> **What needs to be done**
All lines holding the word "brick" in the listing below need to be copied.

> **Provided records**
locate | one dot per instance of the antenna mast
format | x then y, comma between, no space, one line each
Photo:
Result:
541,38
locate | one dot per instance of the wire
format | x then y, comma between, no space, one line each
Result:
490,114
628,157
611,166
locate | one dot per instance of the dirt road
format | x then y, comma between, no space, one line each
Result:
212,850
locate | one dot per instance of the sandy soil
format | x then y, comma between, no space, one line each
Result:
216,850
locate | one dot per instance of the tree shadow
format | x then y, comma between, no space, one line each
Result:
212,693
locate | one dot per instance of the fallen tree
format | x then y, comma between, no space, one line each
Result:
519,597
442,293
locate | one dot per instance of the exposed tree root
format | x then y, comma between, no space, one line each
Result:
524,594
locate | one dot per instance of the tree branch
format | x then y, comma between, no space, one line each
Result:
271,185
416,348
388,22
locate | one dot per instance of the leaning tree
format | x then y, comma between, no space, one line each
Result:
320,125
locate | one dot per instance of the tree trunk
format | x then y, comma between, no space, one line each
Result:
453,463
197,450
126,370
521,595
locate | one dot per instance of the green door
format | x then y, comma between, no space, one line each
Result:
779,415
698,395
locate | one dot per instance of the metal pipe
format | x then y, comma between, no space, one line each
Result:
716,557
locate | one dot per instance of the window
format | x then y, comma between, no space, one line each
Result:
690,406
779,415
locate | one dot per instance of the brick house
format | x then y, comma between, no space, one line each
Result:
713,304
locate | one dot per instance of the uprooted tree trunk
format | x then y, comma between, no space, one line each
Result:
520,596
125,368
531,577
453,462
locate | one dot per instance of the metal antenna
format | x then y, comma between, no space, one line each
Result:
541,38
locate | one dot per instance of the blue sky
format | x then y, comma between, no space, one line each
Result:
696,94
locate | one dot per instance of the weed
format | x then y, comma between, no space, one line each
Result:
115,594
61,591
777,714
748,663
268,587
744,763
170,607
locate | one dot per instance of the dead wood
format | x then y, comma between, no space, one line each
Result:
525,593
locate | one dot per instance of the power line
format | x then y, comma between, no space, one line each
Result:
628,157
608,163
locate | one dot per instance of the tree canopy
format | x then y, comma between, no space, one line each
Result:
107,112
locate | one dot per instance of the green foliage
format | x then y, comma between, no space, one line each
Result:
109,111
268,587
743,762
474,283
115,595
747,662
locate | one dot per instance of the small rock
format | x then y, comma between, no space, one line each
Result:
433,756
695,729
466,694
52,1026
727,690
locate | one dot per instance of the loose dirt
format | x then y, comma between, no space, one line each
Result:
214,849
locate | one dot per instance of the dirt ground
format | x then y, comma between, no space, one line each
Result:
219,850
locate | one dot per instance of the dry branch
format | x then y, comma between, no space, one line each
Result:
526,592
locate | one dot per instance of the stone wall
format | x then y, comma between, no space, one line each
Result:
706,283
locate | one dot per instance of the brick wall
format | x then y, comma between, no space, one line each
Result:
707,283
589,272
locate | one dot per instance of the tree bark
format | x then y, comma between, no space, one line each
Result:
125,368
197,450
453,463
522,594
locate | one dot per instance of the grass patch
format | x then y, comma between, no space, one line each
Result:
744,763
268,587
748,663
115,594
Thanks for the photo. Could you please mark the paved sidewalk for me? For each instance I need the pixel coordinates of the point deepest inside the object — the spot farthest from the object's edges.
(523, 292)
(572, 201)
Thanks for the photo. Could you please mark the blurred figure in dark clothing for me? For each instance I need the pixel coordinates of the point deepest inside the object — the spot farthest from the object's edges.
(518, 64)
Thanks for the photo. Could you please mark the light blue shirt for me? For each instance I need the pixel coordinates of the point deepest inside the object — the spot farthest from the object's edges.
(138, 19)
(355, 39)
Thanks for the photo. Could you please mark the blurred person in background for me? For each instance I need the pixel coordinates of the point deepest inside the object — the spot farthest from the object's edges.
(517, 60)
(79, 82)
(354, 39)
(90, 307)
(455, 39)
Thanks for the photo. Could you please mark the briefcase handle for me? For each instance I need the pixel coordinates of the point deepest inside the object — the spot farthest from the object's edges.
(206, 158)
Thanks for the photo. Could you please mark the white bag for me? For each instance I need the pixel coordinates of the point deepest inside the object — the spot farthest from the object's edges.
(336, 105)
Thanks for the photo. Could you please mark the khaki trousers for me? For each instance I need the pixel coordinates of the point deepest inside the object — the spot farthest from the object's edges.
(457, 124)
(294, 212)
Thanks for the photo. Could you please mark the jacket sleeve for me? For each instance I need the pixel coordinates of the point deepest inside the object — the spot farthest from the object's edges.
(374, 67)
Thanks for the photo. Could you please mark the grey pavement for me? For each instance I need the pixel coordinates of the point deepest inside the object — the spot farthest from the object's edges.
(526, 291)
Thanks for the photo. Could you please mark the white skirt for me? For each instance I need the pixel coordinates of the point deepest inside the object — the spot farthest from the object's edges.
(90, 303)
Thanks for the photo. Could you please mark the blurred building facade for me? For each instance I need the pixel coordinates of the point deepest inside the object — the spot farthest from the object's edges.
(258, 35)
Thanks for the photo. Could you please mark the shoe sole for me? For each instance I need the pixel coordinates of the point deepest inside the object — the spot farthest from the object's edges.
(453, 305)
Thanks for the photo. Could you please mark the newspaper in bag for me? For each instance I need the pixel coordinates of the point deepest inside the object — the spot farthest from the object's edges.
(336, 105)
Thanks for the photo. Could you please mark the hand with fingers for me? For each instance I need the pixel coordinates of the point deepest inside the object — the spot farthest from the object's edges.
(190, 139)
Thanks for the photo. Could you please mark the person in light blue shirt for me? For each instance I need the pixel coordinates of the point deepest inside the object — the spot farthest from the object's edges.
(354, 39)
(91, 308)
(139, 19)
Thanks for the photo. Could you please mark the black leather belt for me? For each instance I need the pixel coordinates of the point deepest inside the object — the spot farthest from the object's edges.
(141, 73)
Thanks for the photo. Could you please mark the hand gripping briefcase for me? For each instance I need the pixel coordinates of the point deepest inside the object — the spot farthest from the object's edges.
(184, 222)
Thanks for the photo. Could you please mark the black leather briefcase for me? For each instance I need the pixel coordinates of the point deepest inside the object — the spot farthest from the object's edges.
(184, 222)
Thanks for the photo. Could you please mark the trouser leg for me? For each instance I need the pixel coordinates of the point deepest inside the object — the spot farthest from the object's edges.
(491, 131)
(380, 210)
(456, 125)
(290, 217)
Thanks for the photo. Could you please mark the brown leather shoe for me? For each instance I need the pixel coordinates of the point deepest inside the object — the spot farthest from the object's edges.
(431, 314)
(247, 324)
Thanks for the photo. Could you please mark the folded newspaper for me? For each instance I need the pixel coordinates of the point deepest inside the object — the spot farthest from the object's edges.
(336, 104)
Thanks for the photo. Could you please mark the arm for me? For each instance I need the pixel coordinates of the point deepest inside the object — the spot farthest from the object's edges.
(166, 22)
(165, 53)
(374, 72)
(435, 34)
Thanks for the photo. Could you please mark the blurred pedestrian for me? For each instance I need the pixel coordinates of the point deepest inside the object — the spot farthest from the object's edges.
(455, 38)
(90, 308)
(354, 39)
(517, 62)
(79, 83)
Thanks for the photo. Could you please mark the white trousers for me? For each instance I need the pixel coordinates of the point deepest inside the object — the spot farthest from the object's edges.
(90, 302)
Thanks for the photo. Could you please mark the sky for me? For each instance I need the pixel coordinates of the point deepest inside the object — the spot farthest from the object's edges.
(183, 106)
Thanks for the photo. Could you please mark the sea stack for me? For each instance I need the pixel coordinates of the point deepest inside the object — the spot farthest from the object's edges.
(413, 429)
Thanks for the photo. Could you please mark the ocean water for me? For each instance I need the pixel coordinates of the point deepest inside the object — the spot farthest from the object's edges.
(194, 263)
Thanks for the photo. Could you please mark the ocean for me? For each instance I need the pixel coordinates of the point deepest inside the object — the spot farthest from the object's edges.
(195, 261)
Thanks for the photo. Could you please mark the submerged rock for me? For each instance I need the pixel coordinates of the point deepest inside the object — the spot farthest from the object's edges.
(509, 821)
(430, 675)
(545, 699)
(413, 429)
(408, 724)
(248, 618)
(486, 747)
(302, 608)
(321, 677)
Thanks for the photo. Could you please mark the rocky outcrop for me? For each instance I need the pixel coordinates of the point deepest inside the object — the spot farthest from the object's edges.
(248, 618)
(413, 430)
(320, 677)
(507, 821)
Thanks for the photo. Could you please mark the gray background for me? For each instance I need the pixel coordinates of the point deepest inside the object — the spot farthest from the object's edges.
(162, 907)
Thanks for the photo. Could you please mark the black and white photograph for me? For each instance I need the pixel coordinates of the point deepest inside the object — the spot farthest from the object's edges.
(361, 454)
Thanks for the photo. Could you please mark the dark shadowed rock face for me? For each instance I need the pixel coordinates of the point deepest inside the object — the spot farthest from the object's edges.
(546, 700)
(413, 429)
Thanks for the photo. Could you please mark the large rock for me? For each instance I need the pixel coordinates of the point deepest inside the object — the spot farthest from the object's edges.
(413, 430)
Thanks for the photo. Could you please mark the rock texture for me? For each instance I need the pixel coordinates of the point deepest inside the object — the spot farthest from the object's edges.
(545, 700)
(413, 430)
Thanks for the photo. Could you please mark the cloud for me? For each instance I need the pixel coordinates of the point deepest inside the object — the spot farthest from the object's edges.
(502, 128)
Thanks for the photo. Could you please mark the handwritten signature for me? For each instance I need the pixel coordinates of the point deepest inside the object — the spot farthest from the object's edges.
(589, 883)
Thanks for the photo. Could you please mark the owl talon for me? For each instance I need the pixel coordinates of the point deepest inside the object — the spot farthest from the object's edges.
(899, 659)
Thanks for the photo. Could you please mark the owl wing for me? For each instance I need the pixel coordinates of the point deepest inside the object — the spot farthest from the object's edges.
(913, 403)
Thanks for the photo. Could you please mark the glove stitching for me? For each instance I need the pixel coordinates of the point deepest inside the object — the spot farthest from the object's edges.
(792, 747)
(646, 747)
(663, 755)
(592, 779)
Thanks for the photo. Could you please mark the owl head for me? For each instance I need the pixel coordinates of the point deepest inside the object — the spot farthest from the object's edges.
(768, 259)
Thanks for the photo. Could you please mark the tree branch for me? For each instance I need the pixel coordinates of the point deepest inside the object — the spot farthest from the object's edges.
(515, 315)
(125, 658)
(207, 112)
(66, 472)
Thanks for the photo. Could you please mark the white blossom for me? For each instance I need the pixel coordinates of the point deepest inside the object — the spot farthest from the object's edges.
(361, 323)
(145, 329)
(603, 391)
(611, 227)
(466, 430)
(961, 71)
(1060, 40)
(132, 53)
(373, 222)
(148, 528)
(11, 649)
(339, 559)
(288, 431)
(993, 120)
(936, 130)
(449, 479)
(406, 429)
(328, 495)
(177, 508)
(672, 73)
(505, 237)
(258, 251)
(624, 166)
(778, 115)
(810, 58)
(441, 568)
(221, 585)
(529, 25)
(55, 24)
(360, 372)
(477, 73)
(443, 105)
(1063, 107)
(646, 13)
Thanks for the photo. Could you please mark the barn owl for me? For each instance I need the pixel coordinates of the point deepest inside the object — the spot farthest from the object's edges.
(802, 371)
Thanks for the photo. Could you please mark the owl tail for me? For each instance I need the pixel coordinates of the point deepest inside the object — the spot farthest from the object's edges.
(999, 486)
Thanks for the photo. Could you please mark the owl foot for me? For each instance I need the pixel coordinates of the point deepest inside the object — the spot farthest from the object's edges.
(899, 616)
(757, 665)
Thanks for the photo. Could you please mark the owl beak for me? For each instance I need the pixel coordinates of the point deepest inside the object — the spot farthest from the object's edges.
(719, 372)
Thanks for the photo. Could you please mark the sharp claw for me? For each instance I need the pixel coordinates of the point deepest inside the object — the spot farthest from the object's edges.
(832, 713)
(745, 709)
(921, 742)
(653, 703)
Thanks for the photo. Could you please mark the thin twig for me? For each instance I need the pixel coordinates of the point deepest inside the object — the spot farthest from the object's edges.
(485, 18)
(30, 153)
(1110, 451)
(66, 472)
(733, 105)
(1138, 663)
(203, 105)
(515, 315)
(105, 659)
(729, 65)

> **Solution to this exercise**
locate | one dot per instance of the brick house
locate | one dot per instance of the brick wall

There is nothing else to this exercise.